*Enunciado da tarefa*. Reescreva integralmente todos os registros abaixo, aumentando em 125 cada número das coordenadas que aparecem nas respostas e mantendo o restante do texto sem alterações. Deixe as imagens de fora.

*Registros armazenados*.

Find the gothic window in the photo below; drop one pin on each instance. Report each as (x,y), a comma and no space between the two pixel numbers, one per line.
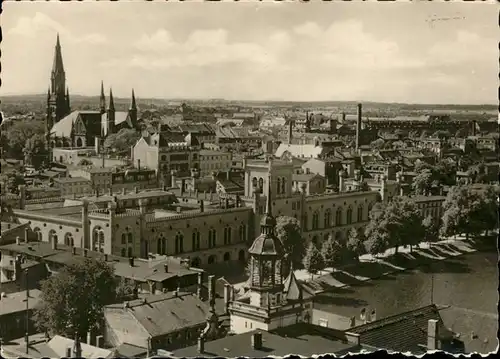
(338,217)
(196,240)
(212,238)
(243,233)
(315,220)
(227,235)
(349,216)
(179,243)
(161,245)
(360,213)
(328,218)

*Solução escrita*.
Find the gothic window in the photo below; drop one pin on each instance. Report each as (x,y), a comma and no space between the two pixel numbers, one per line.
(463,342)
(321,365)
(337,363)
(368,358)
(440,345)
(352,360)
(474,341)
(304,368)
(286,370)
(485,338)
(453,343)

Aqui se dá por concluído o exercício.